● PROBLEM STATEMENT: Substitute "bounding rectangle" for every occurrence of "bounding box" in the listing below and reproduce the listing with nothing else altered. Omit the pictures from your output.

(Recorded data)
** begin **

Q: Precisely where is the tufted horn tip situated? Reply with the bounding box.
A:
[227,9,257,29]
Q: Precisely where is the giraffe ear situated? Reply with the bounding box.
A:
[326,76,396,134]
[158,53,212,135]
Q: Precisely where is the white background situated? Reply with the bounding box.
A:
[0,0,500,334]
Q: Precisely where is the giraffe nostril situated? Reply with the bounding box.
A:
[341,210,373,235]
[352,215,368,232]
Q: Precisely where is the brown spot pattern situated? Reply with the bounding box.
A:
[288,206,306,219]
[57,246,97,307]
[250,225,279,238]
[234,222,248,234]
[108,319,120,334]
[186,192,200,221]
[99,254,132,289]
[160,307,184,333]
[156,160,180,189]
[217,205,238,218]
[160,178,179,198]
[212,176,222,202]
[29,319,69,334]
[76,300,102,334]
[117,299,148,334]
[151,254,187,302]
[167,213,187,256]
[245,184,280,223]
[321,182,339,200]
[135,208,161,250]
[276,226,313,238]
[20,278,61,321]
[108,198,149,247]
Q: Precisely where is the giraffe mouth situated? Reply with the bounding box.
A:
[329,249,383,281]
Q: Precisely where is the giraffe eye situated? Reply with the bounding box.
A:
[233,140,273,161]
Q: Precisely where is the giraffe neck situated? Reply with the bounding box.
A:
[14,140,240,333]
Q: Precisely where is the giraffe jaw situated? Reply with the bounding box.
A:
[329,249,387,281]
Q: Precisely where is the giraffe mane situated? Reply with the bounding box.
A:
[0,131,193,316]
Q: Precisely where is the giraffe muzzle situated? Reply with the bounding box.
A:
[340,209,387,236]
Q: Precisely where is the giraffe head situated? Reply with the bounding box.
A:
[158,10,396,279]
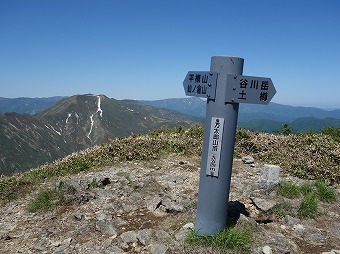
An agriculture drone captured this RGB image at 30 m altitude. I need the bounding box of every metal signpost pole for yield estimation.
[195,56,244,235]
[183,56,276,235]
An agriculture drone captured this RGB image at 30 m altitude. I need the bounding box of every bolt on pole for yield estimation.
[195,56,244,236]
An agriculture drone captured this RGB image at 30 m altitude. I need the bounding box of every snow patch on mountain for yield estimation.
[65,113,72,123]
[87,114,94,140]
[49,125,61,136]
[96,95,103,117]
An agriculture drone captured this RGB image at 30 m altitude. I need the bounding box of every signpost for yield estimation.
[183,56,276,235]
[183,71,217,99]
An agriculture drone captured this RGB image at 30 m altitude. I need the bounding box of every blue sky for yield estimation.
[0,0,340,108]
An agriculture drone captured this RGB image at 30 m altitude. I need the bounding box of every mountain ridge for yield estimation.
[0,94,199,175]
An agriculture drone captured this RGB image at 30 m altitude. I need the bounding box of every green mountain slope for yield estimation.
[0,94,198,175]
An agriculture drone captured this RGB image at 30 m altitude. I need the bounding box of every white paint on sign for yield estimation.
[225,74,276,104]
[206,117,224,177]
[183,71,217,99]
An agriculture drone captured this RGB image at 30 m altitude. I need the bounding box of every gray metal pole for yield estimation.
[195,56,244,236]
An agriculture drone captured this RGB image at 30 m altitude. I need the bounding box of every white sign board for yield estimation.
[183,71,217,99]
[225,74,276,104]
[206,117,224,177]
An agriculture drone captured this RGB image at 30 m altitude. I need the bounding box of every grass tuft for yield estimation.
[299,193,319,218]
[277,181,300,198]
[315,181,336,202]
[186,227,253,253]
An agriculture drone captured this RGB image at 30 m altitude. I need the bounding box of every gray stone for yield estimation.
[330,222,340,237]
[146,197,162,212]
[242,155,255,164]
[262,245,273,254]
[293,224,306,236]
[120,231,138,243]
[151,243,168,254]
[96,220,117,238]
[175,230,189,242]
[137,229,153,246]
[55,238,72,252]
[250,198,276,212]
[154,230,171,242]
[237,213,258,229]
[96,210,112,220]
[304,230,326,244]
[182,222,195,230]
[260,164,282,192]
[285,215,301,226]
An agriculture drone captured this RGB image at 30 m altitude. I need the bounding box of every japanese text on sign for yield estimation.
[183,71,217,99]
[225,74,276,104]
[206,117,224,177]
[238,79,268,101]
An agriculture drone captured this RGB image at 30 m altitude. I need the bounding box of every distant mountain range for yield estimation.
[143,97,340,122]
[0,96,65,115]
[143,97,340,132]
[0,94,340,175]
[0,95,200,175]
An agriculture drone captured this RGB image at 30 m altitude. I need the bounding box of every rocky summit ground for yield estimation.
[0,154,340,254]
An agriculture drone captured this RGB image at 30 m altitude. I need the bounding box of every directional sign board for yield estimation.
[225,74,276,104]
[183,71,217,99]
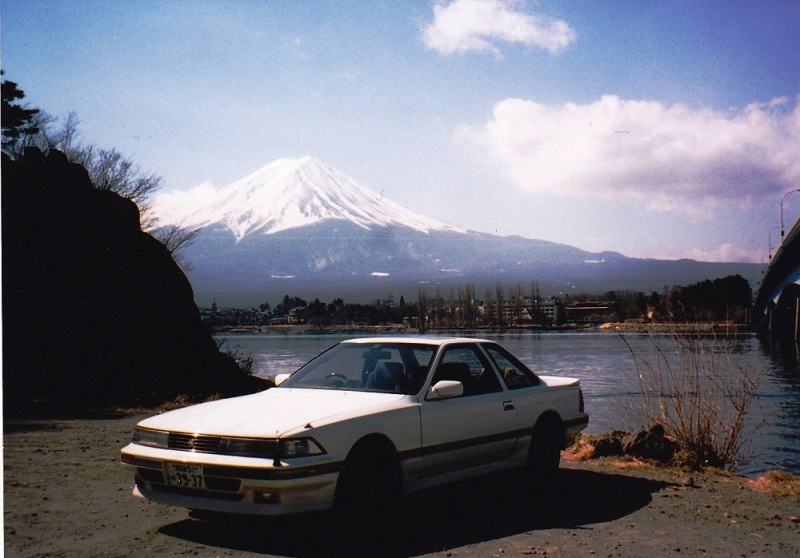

** end **

● TASK RESPONSE:
Q: Precisely where is the tufted horn tip situated? Reply with the bounding rectangle.
A:
[227,9,257,29]
Q: Precisely where is the giraffe ear situated? Reply with the bounding rectangle.
A:
[326,76,396,134]
[158,53,212,135]
Q: Precisely where is the white background situated? Reply with the bounding rectangle.
A:
[0,0,500,334]
Q: Precisely where is the giraffe nostril situated? Reply with the bounding rectangle.
A:
[341,210,373,235]
[352,215,368,232]
Q: Precisely where is the brown spot pattern situated? Reply with the bounding rectangle.
A:
[288,206,306,219]
[57,246,97,307]
[250,225,279,238]
[234,222,248,234]
[108,319,120,334]
[186,192,200,221]
[99,254,132,289]
[160,307,184,333]
[156,160,180,189]
[217,205,238,218]
[160,178,179,198]
[212,176,222,202]
[29,319,69,334]
[76,300,102,334]
[117,299,148,334]
[151,254,187,302]
[167,213,187,256]
[245,184,280,223]
[321,182,339,200]
[135,208,161,250]
[276,226,313,238]
[20,278,61,321]
[108,198,149,247]
Q: Precisely where is the giraffe mouth situated? Reply with the bounding rectangle.
A:
[329,249,383,281]
Q: Precisely where is the giraffe eye situated? Reply with the bounding rectangle.
A:
[233,140,273,161]
Q: Precisely where is the giraffe neck situated? Reply with the bounding rectangle.
A:
[14,140,240,333]
Q: Precisely where is the giraffe jaw situated? Reply with the bounding rectangle.
A:
[329,249,387,281]
Q: Precisely where is the giraffe mane situated? Reply with the bounding rectangle.
A:
[0,131,193,316]
Q: Precisely where is the giraffe muzzle situated? Reply with the bounding rectangle.
A:
[340,209,387,236]
Q: Precisely where is the giraffe head situated? Reply with the bounding rectangle.
A:
[158,10,396,279]
An agriculture drone captured this RGB image at 30 m altitude. I need the bounding rectangle of every metal signpost pole for yield estimation.
[195,56,244,235]
[183,56,276,235]
An agriculture drone captured this RGB image at 30 m altitude. I need the bounding rectangle of every bolt on pole for yield estimation.
[195,56,244,236]
An agriculture drone captured this RGB image at 30 m altitude. I need the bounding rectangle of every snow patch on mountain for yield estimation.
[65,113,72,123]
[87,114,94,140]
[49,125,61,136]
[96,95,103,117]
An agriculture drone captured this RGB image at 30 m altitude. I need the bounding rectangle of every signpost for yield estimation.
[183,56,276,235]
[183,71,217,99]
An agriculture drone captured this RGB image at 30 m altitude. I need the bounding rectangle of every blue sky for yield estimation.
[0,0,340,108]
An agriculture drone captured this RGB image at 30 m altitude. I need the bounding rectangle of every mountain ridge for yield estimation.
[0,94,199,175]
An agriculture drone captured this RGB image at 30 m altitude. I need the bounding rectangle of every green mountain slope for yield estimation.
[0,94,198,175]
An agriculture drone captured this RGB image at 30 m altitude. I need the bounding rectangle of every white paint on sign for yield estimation.
[225,74,276,104]
[206,117,224,177]
[183,71,217,99]
An agriculture drone captured this RGB image at 30 m altitude. I need the bounding rectangle of every gray metal pole for yield estimation.
[195,56,244,236]
An agriculture drone captured this RGB image at 30 m altitude. I need the bounding rectangle of every white sign board for yield estimation.
[183,71,217,99]
[225,74,276,104]
[206,117,224,177]
An agriculture drone captured this RGB image at 30 m altitude. I need the bounding rectangle of every grass tuft for yield estimation.
[299,193,319,218]
[277,181,300,198]
[315,181,336,202]
[186,227,253,253]
An agriculture drone captured this RGB image at 30 m altitude. I need the bounding rectangle of every gray stone for yield estimation.
[330,222,340,237]
[146,197,162,212]
[242,155,255,164]
[262,245,273,254]
[293,224,306,236]
[120,231,138,243]
[151,243,168,254]
[96,220,117,238]
[175,230,189,242]
[137,229,153,246]
[55,238,72,252]
[250,198,276,212]
[154,230,171,242]
[237,213,258,229]
[96,210,112,220]
[304,230,326,244]
[182,222,195,230]
[260,164,282,192]
[285,215,301,226]
An agriculture drone captured this RGB image at 30 m altitude. I need the bounding rectangle of every japanese text on sign for yield estimation.
[183,71,217,99]
[225,74,276,104]
[206,117,224,177]
[238,79,268,101]
An agriculture drone captured this RGB image at 30 m altitude. I need the bounding rectangle of every distant mountain range for yield estimation.
[143,97,340,122]
[0,96,65,115]
[143,97,340,132]
[0,94,340,175]
[0,95,200,175]
An agriculture drone captured this RGB image at 30 m altitude. I need the bounding rectangle of every rocky summit ground for yield estimation.
[0,154,340,254]
An agriculture drone captured this RGB image at 30 m altitude. I need the bounding rectangle of every directional sign board for yield estimation.
[225,74,276,104]
[183,71,217,99]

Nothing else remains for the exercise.